◆ **The task**:
Could you copy every one of the following records word for word, without changing anything?

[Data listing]
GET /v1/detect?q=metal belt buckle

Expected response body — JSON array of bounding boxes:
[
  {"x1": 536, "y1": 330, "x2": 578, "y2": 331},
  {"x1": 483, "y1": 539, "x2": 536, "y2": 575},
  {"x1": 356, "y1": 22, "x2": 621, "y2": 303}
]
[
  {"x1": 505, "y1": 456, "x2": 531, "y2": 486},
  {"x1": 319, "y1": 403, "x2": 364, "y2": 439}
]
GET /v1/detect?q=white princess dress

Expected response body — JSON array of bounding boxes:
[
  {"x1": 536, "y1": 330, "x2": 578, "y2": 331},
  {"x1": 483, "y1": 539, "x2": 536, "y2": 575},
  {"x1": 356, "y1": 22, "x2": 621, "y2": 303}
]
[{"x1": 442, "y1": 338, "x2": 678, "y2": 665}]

◆ **Task response**:
GET /v1/detect?q=metal belt buckle

Expected response body — JSON array of bounding boxes:
[
  {"x1": 536, "y1": 330, "x2": 578, "y2": 331},
  {"x1": 483, "y1": 539, "x2": 536, "y2": 575},
  {"x1": 356, "y1": 22, "x2": 621, "y2": 303}
]
[
  {"x1": 505, "y1": 456, "x2": 531, "y2": 486},
  {"x1": 319, "y1": 403, "x2": 364, "y2": 439}
]
GET /v1/detect?q=white princess dress

Expected response body — JSON array of bounding boxes:
[
  {"x1": 536, "y1": 330, "x2": 578, "y2": 331},
  {"x1": 483, "y1": 539, "x2": 536, "y2": 575},
  {"x1": 356, "y1": 22, "x2": 621, "y2": 303}
]
[{"x1": 442, "y1": 338, "x2": 678, "y2": 665}]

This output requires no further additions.